## [Named-object pointing items]
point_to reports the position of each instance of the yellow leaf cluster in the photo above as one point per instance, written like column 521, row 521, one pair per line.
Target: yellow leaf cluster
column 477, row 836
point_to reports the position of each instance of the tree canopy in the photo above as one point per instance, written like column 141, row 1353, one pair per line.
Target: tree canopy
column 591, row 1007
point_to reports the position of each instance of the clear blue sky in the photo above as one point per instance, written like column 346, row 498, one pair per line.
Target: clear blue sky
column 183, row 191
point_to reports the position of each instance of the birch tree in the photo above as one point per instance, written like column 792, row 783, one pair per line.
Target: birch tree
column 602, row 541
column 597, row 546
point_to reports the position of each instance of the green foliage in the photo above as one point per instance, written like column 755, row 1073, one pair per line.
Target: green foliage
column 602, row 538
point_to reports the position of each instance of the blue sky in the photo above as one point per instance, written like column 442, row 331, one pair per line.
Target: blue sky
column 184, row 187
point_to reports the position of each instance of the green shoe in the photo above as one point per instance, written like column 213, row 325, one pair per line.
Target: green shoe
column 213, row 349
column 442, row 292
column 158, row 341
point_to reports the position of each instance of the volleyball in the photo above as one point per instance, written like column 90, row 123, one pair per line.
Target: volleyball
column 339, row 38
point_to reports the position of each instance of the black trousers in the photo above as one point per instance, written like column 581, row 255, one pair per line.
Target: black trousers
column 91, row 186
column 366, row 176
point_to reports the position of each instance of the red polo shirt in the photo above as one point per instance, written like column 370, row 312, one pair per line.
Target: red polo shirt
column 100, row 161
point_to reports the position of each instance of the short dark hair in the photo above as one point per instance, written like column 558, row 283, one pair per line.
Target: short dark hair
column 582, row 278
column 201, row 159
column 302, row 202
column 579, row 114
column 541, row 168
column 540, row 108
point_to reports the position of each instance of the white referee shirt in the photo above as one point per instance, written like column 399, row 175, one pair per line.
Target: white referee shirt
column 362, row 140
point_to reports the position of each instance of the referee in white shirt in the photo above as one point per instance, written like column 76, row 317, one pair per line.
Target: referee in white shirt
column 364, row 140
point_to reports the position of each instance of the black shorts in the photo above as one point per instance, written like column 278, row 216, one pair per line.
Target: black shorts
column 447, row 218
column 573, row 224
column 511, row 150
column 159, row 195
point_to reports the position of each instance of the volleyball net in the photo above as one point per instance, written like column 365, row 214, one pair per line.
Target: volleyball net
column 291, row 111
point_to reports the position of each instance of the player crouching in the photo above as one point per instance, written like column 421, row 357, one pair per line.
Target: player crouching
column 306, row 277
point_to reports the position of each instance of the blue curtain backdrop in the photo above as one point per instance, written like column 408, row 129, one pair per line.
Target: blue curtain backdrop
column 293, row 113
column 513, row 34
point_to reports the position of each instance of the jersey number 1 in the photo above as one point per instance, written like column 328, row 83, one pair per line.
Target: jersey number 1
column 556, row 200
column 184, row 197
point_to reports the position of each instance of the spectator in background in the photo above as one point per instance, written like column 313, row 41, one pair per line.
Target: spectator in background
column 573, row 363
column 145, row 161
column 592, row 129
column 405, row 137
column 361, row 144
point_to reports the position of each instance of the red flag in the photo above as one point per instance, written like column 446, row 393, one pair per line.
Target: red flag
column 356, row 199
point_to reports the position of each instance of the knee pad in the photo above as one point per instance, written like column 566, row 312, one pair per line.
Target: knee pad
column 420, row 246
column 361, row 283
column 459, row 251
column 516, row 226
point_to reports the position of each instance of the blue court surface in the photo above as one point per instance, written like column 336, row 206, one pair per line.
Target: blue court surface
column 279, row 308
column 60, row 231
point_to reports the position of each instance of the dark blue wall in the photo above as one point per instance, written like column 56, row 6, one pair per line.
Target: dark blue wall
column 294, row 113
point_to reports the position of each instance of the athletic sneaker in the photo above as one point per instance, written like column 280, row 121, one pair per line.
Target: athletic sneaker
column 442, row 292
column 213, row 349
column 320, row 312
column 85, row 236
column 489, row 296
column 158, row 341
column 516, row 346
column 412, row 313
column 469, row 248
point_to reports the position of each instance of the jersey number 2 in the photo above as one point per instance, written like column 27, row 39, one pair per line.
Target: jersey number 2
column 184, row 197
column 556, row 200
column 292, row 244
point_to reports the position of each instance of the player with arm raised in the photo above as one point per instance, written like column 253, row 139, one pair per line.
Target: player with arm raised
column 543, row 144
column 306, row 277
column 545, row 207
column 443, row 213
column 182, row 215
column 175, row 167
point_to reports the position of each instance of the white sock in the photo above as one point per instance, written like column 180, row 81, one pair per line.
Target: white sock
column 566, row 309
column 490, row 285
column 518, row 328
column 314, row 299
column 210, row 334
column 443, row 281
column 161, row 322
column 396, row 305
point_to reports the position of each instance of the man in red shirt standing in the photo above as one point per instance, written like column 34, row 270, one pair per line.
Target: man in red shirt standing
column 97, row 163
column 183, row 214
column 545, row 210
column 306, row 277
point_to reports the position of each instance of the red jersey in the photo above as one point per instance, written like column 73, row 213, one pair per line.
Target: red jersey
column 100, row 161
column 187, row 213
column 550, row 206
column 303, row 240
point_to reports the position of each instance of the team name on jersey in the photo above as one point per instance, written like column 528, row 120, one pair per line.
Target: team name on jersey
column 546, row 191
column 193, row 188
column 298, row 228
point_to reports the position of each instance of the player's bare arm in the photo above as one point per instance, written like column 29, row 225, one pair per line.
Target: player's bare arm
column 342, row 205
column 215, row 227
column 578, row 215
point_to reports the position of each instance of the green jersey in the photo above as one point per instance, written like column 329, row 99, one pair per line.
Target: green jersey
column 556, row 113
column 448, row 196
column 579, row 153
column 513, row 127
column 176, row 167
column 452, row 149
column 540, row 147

## [GIVEN TASK]
Rewrite every item above with "point_to" renamed to "locate_each" wherever it occurs, keeping all other text unchanged.

## [THE COMPLETED TASK]
locate_each reports the position of each instance of the yellow leaf cluster in the photo above as one point per instance, written like column 521, row 521, one pair per line.
Target: yellow leaf cluster
column 477, row 836
locate_each reports the position of each instance of the tree canopy in the photo above as one point per instance, written like column 141, row 1353, one pair per line.
Target: tree canopy
column 591, row 1007
locate_each reports the position of each instance of the clear blue sky in the photo above as one point per instance, written like column 346, row 498, one pair per line.
Target: clear blue sky
column 183, row 191
locate_each reports the position of each instance of the birch tree in the photo above as one point per instance, written like column 792, row 783, one pair per line.
Target: birch tree
column 602, row 541
column 597, row 546
locate_each reports the position of each instance of the green foliage in the photo above as one point per instance, written like column 755, row 1073, one pair per line.
Target: green foliage
column 602, row 538
locate_each reports the position of each instance of the blue sky in the photo above as one point per instance, written like column 442, row 331, one pair per line.
Target: blue sky
column 184, row 187
locate_each reports the position of each instance of the green shoe in the photo above as one point per instance, written like column 213, row 325, one pair per line.
Target: green shoe
column 213, row 349
column 442, row 292
column 158, row 341
locate_each reports the position of each instance of the volleyball in the photo above as one point per instance, written like column 90, row 123, one pair per line.
Target: volleyball
column 339, row 38
locate_each reports the position of each instance of the black trousers in the photo above as one point per instance, written like column 581, row 255, one pair per line.
Target: black trousers
column 91, row 186
column 366, row 176
locate_each reports the position of each instance of the red polo shirt in the photo above as one point per instance, written like column 370, row 312, one pair per line.
Target: red polo shirt
column 100, row 161
locate_each reports the position of each instance of the short dark hair in the photo above as one point per instance, written like column 558, row 283, one pair per line.
Target: short dark hair
column 582, row 278
column 201, row 159
column 302, row 202
column 579, row 114
column 541, row 168
column 540, row 108
locate_each reports the position of each instance of the white referee shirt in the photo above as one point per instance, written like column 399, row 175, one pair per line.
Target: white referee shirt
column 362, row 140
locate_each reports the position of each instance of the referee in white shirt in the photo above as one point per instance, written like column 76, row 317, one pair per line.
Target: referee in white shirt
column 364, row 140
locate_each reports the position of each instance of the black shorts in the photo above as one point per instance, written like column 278, row 216, one pair per line.
Target: black shorts
column 447, row 218
column 573, row 224
column 511, row 150
column 159, row 195
locate_each reports the position of each instance of the volleyball net in the photo above as one point per instance, written like column 365, row 214, one pair per line.
Target: volleyball net
column 291, row 111
locate_each reports the position of each instance of the player crouching in the photo above as one point per instance, written like column 421, row 357, one pair per line.
Target: player crouching
column 306, row 277
locate_each reports the position of each instance of the blue curtain backdrop in the photo above as one point per instance, written like column 408, row 129, one pair per line.
Target: blue curtain backdrop
column 293, row 113
column 513, row 34
locate_each reports the position of each instance of the jersey number 1 in the photo above as one point per instance, written like column 328, row 83, one pair per line.
Target: jersey number 1
column 556, row 200
column 184, row 197
locate_each reports the position of each instance of the spectator in background in the photo above as one point per instance, written like column 313, row 41, one pair per line.
Target: spectator in background
column 573, row 363
column 145, row 161
column 592, row 129
column 405, row 137
column 361, row 144
locate_each reports the position of each instance of the red flag in the photo above as one point per instance, written like column 446, row 393, one pair per line.
Target: red flag
column 356, row 199
locate_each reports the position of each instance of the knee pad in the photo above as one point per instance, written like column 566, row 312, one pair per line.
Target: knee pad
column 420, row 246
column 361, row 283
column 459, row 251
column 516, row 226
locate_each reports the position of each instance of the blue court surface in the photo above as one point per instance, written like column 336, row 206, one pair per line.
Target: blue court surface
column 279, row 308
column 60, row 231
locate_each reports the position of each instance of the dark blue wall in the photo above as one point per instance, written like column 56, row 6, one pair per line.
Target: dark blue wall
column 294, row 113
locate_each reports the position of each instance of the athletic sneaker in the photo above as one point per instance, written like column 280, row 121, one pair per line.
Target: athletic sneaker
column 442, row 292
column 213, row 349
column 320, row 312
column 85, row 236
column 489, row 296
column 158, row 341
column 516, row 346
column 412, row 313
column 469, row 248
locate_each reports the position of each instance of the jersey number 2 in the photo above as one point per instance, written like column 27, row 39, one pair per line.
Target: jersey number 2
column 184, row 197
column 556, row 200
column 292, row 244
locate_each reports the position of each instance of the player with arm raised in the photo above as one point per instance, written like column 253, row 139, one pair per line.
Target: player with arm raised
column 543, row 144
column 306, row 277
column 545, row 207
column 443, row 213
column 182, row 215
column 175, row 167
locate_each reports the position of each instance of the white sock in the photo above as one point per instance, written like column 180, row 81, one pair per line.
Target: white sock
column 566, row 309
column 490, row 285
column 518, row 328
column 314, row 299
column 210, row 334
column 443, row 281
column 161, row 322
column 396, row 305
locate_each reports the position of each instance of the man in red shirt standing in the photo above as one point per instance, written like column 34, row 270, one pair per line.
Target: man in red shirt standing
column 97, row 163
column 183, row 214
column 545, row 210
column 306, row 277
locate_each reports the position of each instance of the red jersey in the photo above as one point per instance, written like column 73, row 213, one pair per line.
Target: red jersey
column 100, row 161
column 187, row 213
column 550, row 206
column 303, row 240
locate_each reports the position of each instance of the team name on jersey in the photo above as one point per instance, written like column 528, row 120, one pair per line.
Target: team name on jersey
column 546, row 191
column 193, row 188
column 298, row 228
locate_each reports the position of each instance of the player's bare arm in the photo above as one point per instance, written like column 29, row 225, one pair per line.
Target: player's bare arm
column 342, row 205
column 215, row 227
column 578, row 215
locate_each reports the position of each instance of the green jersey in the photo above as one point per instance, written like column 329, row 99, one pair per line.
Target: green jersey
column 556, row 113
column 448, row 196
column 579, row 153
column 513, row 127
column 176, row 167
column 452, row 149
column 540, row 147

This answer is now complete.